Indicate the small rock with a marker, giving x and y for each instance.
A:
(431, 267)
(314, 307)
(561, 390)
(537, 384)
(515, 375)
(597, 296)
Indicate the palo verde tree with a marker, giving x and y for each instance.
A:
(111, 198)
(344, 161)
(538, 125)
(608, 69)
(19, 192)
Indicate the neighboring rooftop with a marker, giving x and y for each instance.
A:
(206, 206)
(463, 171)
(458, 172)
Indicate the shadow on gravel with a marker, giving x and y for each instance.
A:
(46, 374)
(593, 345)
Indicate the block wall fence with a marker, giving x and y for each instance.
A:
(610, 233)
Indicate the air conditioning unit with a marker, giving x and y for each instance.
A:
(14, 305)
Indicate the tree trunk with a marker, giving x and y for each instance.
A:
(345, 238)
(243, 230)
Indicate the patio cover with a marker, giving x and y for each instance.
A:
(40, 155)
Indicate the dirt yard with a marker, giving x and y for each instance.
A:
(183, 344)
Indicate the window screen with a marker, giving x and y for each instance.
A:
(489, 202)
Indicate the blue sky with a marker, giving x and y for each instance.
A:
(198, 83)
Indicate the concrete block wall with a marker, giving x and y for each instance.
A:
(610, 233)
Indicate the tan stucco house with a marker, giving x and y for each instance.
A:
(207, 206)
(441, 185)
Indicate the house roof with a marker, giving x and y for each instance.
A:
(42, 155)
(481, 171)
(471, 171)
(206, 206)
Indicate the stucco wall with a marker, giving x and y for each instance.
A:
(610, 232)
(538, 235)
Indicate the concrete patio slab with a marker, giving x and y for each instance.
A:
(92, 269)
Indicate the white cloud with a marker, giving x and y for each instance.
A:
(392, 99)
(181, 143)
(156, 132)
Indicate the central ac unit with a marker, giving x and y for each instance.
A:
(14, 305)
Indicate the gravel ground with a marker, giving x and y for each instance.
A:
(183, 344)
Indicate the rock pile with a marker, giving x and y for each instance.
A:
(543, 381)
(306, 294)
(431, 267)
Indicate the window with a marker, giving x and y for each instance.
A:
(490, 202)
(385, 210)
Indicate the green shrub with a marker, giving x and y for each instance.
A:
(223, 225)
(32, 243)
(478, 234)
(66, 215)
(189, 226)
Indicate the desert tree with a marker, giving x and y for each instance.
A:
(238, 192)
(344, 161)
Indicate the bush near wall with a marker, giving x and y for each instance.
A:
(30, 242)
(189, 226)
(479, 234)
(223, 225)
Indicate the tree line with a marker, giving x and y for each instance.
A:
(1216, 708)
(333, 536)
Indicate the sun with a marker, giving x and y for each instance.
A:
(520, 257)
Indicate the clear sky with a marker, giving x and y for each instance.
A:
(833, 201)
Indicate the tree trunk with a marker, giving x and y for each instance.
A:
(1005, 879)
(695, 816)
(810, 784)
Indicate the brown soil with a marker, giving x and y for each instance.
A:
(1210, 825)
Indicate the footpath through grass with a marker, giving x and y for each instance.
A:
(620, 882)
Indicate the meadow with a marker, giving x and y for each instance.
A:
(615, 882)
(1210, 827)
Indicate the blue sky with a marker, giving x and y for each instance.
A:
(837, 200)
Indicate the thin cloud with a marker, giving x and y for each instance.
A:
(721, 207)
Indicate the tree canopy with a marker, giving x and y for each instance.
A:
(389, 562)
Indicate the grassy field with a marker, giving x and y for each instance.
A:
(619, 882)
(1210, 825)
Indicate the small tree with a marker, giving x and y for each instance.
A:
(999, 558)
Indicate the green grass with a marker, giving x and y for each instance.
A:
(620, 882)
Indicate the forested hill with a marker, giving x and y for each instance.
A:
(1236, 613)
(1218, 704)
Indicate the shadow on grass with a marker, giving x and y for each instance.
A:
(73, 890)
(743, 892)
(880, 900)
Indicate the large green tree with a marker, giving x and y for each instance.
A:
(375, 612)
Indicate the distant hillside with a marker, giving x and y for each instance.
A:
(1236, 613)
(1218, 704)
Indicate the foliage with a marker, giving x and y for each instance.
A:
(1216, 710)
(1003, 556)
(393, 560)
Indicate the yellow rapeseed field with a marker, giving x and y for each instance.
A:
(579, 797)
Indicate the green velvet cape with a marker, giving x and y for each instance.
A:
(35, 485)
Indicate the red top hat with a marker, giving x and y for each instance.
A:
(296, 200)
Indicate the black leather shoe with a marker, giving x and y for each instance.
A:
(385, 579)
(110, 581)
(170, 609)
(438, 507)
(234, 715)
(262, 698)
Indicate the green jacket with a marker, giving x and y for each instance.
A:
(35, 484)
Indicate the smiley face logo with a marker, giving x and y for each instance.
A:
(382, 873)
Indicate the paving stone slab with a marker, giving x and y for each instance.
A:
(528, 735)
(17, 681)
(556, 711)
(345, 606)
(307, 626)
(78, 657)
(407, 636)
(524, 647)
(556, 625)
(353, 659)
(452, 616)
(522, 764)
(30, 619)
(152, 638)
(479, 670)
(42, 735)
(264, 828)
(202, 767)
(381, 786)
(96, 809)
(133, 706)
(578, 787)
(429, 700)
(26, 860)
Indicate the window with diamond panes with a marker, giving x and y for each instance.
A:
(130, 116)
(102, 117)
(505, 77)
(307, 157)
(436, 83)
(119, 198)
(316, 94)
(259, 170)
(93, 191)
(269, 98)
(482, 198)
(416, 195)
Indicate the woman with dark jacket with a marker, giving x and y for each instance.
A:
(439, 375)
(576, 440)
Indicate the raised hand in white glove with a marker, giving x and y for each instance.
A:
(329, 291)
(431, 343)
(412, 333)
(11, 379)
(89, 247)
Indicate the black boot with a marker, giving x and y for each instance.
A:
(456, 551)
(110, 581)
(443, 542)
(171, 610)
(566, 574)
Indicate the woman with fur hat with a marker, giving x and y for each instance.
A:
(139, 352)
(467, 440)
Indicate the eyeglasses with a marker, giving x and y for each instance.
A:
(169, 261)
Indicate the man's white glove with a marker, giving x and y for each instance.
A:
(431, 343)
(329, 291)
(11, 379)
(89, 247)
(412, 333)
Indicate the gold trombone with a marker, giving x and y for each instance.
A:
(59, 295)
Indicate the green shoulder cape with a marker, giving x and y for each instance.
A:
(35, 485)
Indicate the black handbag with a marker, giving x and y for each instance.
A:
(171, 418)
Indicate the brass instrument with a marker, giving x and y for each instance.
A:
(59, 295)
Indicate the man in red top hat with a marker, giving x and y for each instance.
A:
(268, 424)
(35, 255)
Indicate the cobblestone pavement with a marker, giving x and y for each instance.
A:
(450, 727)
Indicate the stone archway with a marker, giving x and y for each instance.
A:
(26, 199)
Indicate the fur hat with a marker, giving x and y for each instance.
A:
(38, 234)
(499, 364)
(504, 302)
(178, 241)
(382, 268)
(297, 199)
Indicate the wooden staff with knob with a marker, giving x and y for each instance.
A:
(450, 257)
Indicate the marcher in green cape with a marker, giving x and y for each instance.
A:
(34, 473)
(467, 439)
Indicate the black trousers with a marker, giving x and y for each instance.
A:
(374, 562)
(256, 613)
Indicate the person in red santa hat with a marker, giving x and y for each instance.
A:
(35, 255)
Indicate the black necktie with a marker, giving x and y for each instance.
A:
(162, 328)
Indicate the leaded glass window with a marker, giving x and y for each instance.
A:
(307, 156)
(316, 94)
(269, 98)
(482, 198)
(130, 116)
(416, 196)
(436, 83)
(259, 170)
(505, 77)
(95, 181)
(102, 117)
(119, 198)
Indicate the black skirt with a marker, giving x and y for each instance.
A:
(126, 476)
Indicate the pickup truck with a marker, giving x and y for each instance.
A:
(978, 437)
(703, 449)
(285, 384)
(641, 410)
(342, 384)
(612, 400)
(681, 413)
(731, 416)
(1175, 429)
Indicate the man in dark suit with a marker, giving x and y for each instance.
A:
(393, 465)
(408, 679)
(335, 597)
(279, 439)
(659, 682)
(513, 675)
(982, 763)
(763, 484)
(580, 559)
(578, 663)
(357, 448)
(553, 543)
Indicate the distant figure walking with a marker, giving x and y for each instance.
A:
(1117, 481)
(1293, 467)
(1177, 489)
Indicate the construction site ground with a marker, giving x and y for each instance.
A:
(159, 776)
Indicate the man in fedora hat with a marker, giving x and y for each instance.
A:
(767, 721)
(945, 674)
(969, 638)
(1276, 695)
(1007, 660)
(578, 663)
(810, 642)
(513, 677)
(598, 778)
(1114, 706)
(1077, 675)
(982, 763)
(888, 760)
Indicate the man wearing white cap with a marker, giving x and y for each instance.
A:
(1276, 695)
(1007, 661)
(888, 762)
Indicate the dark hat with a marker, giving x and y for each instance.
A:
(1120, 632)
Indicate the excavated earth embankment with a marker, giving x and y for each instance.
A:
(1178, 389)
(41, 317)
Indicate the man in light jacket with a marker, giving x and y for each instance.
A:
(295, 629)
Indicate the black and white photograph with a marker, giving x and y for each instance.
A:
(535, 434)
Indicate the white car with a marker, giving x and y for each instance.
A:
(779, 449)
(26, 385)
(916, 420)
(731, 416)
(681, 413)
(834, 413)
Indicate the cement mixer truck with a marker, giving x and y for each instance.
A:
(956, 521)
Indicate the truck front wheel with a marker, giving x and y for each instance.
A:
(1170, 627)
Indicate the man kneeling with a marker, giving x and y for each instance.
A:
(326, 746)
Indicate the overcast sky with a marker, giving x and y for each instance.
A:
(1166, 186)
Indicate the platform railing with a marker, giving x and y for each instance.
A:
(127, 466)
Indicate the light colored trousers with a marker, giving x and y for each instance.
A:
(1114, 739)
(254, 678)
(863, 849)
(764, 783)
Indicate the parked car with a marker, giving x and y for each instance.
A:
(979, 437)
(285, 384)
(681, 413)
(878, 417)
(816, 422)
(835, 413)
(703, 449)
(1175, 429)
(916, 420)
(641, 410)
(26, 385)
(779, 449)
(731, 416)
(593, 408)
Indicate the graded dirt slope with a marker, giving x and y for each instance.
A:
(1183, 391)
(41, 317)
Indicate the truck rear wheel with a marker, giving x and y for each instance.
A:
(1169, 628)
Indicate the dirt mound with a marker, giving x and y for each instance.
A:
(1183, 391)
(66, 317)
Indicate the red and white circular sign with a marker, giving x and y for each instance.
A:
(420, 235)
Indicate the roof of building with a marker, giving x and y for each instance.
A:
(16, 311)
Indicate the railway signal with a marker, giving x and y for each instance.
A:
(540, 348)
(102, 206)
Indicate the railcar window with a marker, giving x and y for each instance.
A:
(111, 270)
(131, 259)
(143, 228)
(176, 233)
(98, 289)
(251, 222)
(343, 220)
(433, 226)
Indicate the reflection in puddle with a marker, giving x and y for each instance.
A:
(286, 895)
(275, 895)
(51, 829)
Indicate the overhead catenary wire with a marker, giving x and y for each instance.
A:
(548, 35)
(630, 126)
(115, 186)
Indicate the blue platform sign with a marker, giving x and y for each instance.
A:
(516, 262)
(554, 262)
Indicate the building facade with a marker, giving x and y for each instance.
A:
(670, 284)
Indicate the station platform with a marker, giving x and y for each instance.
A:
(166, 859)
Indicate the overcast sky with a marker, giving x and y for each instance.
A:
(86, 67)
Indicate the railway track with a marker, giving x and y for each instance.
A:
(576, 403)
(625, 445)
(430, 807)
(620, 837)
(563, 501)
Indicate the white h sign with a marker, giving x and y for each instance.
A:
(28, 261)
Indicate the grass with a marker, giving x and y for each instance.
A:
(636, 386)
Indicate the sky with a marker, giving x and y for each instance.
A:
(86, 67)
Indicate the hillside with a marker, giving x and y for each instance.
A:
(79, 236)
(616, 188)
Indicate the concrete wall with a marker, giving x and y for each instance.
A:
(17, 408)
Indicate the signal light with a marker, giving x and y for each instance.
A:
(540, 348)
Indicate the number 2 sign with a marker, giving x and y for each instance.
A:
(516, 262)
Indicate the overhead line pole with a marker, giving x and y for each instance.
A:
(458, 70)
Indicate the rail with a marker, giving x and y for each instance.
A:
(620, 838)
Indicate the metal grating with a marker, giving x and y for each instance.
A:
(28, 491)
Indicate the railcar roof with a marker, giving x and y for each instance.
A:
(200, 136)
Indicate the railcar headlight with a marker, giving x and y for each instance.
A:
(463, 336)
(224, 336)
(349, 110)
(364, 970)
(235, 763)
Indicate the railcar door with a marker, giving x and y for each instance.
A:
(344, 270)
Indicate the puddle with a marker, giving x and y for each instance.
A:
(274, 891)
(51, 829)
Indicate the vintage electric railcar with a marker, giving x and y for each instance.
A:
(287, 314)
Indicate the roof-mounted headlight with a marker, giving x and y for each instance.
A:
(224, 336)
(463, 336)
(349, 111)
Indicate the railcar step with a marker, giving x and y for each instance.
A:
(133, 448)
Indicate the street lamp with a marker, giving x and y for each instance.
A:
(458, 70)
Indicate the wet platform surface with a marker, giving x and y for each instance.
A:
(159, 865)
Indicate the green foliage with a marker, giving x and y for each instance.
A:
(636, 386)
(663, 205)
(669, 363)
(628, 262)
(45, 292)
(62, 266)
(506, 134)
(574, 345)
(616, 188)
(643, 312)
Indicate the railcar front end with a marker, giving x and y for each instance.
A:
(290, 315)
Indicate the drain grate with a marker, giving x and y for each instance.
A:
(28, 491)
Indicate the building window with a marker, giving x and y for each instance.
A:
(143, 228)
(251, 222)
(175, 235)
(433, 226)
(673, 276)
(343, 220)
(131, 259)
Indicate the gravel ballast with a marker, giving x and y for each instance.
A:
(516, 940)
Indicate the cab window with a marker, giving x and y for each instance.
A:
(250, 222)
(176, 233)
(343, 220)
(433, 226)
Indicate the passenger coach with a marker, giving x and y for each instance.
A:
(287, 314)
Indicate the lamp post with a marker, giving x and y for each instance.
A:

- **Direction**: Extract, exactly, the lines above that begin at the line containing "Indicate the drain" and end at the final line of the records; add no other text.

- **Final result**:
Indicate the drain grate with a marker, giving x and y for each instance.
A:
(28, 491)
Indicate the building window with a marker, giving x and y for each instance.
A:
(143, 228)
(251, 222)
(175, 235)
(433, 226)
(673, 276)
(343, 220)
(131, 259)
Indicate the gravel ballast with a marker, giving x and y for each instance.
A:
(516, 940)
Indicate the cab window with a marker, giving x and y for each instance.
A:
(250, 222)
(176, 233)
(343, 220)
(433, 226)
Indicate the passenger coach with a marker, giving x and y for each instance.
A:
(287, 314)
Indicate the lamp post with a marker, giving x and y for each instance.
A:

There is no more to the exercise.